▸ CONSIGNES ET EXIGENCES: Prolongez le texte ci-dessous sur l'écoute de la Parole de Dieu, en reprenant juste après sa dernière phrase.

Le verbe obéirons, employé ici, est également de la même racine que schama, écouter. Il s’agit d’accomplir, de mettre en pratique en toute confiance et en premier lieu, pour mieux écouter, mieux entendre, mieux comprendre la Parole de Dieu. Nous sommes à l’opposé des pédagogies actuelles et des techniques de développement personnel où il faut expérimenter par soi-même et certainement non pas obéir à une parole. La confiance en une Parole qui dit vrai juste et bon, la Parole de Dieu ne se discute pas, elle nous éprouve afin que nous en apercevions un peu de la profondeur largeur et hauteur. En Ep 3, 17-19 : « Que le Christ habite en vos cœurs par la foi ; restez enracinés dans l’amour, établis dans l’amour. Ainsi vous serez capables de comprendre avec tous les fidèles quelle est la largeur, la longueur, la hauteur, la profondeur… Vous connaîtrez ce qui dépasse toute connaissance : l’amour du Christ. Alors vous serez comblés jusqu’à entrer dans toute la plénitude de Dieu. »

Rapport entre Foi et écoute.

« Or la Foi naît de ce que l’on entend ; et ce que l’on entend, c’est la parole du Christ. » (Rm 10, 17). Comme l’apprentissage de la langue maternelle permet de distinguer, de nommer ce qui était flou et confus, l’écoute de la Parole de Dieu donne à voir à discerner ce qui était invisible auparavant. La Foi à pour origine fides en latin, de même que fidélité, fiabilité, confiance. Ainsi, loin de toute subjectivité, la Foi est stable, point d’appui sur lequel nous pouvons fonder et bâtir notre vie.

Luc nous relate l’importance de l’écoute, sans doute d’après le témoignage direct de la Vierge Marie, de la rencontre avec sa cousine Élisabeth.

« Or, quand Élisabeth entendit la salutation de Marie, l’enfant tressaillit en elle. Alors, Élisabeth fut remplie d’Esprit Saint, et s’écria d’une voix forte : « Tu es bénie entre toutes les femmes, et le fruit de tes entrailles est béni. D’où m’est-il donné que la mère de mon Seigneur vienne jusqu’à moi ? Car, lorsque tes paroles de salutation sont parvenues à mes oreilles, l’enfant a tressailli d’allégresse en moi. Heureuse celle qui a cru à l’accomplissement des paroles qui lui furent dites de la part du Seigneur. » (Lc 1, 41-45).

Le premier des disciples s’appelle Shimon de la racine schama, celui qui écoute. Il deviendra Pierre. Ce qui donne une signification très particulière à la conclusion de la première catéchèse de Jésus sur la montagne des chapitres 5, 6 et 7 de Matthieu : « Ainsi, celui qui entend les paroles que je dis là et les met en pratique est comparable à un homme prévoyant qui a construit sa maison sur le roc. La pluie est tombée, les torrents ont dévalé, les vents ont soufflé et se sont abattus sur cette maison ; la maison ne s’est pas écroulée, car elle était fondée sur la pierre. (Mt 7, 24-25).

▸ LIGNES DE DONNÉES:
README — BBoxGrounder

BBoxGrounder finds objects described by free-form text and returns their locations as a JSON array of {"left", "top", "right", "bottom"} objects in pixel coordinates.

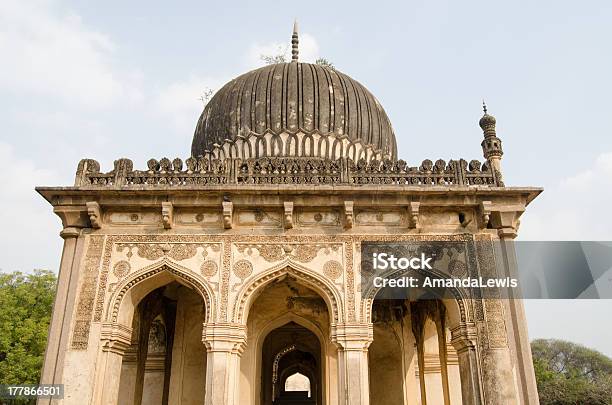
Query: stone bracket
* * *
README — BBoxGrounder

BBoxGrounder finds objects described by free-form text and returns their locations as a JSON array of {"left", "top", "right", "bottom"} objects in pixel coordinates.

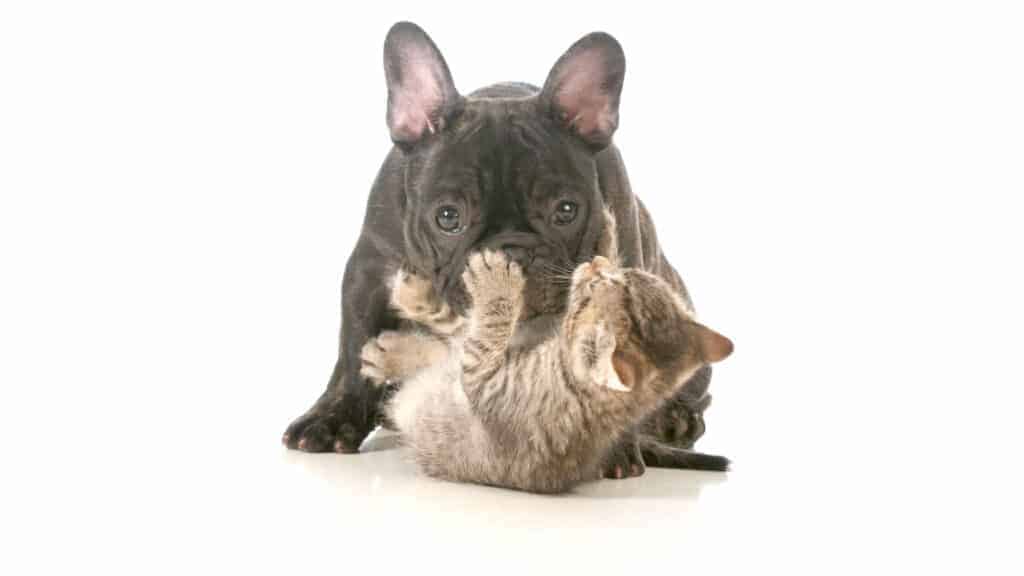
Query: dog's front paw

▸ LA RÉPONSE:
La première lettre de Pierre donnera une signification plénière et finale à cette pierre : « Approchez-vous de lui : il est la pierre vivante rejetée par les hommes, mais choisie et précieuse devant Dieu. Vous aussi, comme pierres vivantes, entrez dans la construction de la demeure spirituelle, pour devenir le sacerdoce saint et présenter des sacrifices spirituels, agréables à Dieu, par Jésus Christ. » (1 P 1, 4-5).

« En obéissant à la vérité, vous avez purifié vos âmes pour vous aimer sincèrement comme des frères ; aussi, d’un cœur pur, aimez-vous intensément les uns les autres, car Dieu vous a fait renaître, non pas d’une semence périssable, mais d’une semence impérissable : sa parole vivante qui demeure. » (1 P 1, 22-23)

« Celui qui a des oreilles pour entendre qu’il entende. » (Mc 4, 9.23 ; Mt 11, 15 ; Lc 8, 8). Et dans l’apocalypse : « Celui qui a des oreilles qu’il entende ce que l’Esprit dit aux Églises. » (Ap 2, 7. 11. 17. 29).

Le psaume 39, 7-8 : « Tu ne voulais ni offrande ni sacrifice, tu as ouvert mes oreilles ; tu ne demandais ni holocauste ni victime, alors j’ai dit : « Voici, je viens ».  Dans le livre, est écrit pour moi ce que tu veux que je fasse. Mon Dieu, voilà ce que j’aime : ta loi me tient aux entrailles… »

Tu as ouvert mes oreilles, ou plus littéralement tu m’as creusé les oreilles, devient singulièrement tu m’as formé un corps, dans la lettre aux Hébreux 10, 5-7 : « Aussi, en entrant dans le monde, le Christ dit : Tu n’as voulu ni sacrifice ni offrande, mais tu m’as formé un corps. Tu n’as pas agréé les holocaustes ni les sacrifices pour le péché, alors, j’ai dit : Me voici, je suis venu, mon Dieu, pour faire ta volonté, ainsi qu’il est écrit de moi dans le Livre. »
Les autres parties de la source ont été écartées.